━━━━━ Okunacak metin
Daha önceden belirttiğimiz gibi çocuklar okuduklarını paylaşmaktan, onlar hakkında sohbet etmekten hoşlanır. Bu yüzden öğretmenler, öğrencilerin kitaplar hakkında tartışabilecekleri ve sosyal etkileşimde bulunabilecekleri okuma kulüpleri oluşturabilir. Bunun dışında öğretmenler ebeveynlere öğrencilerinin evde de kitap okumalarını desteklemeleri için rehberlik etmeli ve önerilerde bulunmalı. Okulda her öğrencinin ilgi alanına yönelik çeşitli kitaplar bulunması sağlanmalıdır. Kitap okuma alışkanlığının gelişebilmesi her gün belirli bir sürenin uygun bir ortamda buna ayrılmasına bağlıdır. Bu nedenle öğretmenler her gün belirli bir süreyi öğrencilerin kitap okuması için ayırmalı.

Haberin Devamı

BİRLİKTE OKUYALIM!
Kitap okumak bireyi hem eğlendiren hem de geliştiren bir eylemdir. Bu eylemden çocuğun haz alabilmesi için ilgi duyduğu yapıtlarla buluşması, sevdikleriyle birlikte okuması ve okuduklarını çevresiyle paylaşması gerekir. Ebeveynler çocuklarıyla birlikte okuyarak ve okudukları hakkında çocuklarıyla sohbet ederek bu alışkanlığı çocuklarına rahatlıkla kazandırabilir. O zaman ne duruyoruz “Birlikte Okuyalım!”.
━━━━━━━━━━
## Görev
Kitap okuma alışkanlığı üzerine olan metne göre bu alışkanlığın gelişebilmesi neye bağlıdır?
━━━━━ Veri bölümü
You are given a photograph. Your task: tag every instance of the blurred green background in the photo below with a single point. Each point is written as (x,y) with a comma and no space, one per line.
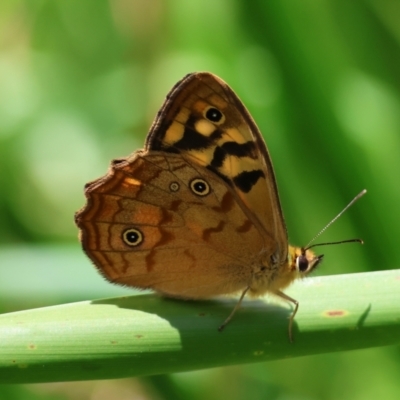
(80,82)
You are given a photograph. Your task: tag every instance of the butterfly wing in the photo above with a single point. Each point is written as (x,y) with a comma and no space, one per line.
━━━━━━━━━━
## Görevin cevabı
Her gün belirli bir sürenin uygun bir ortamda kitap okumaya ayrılmasına bağlıdır.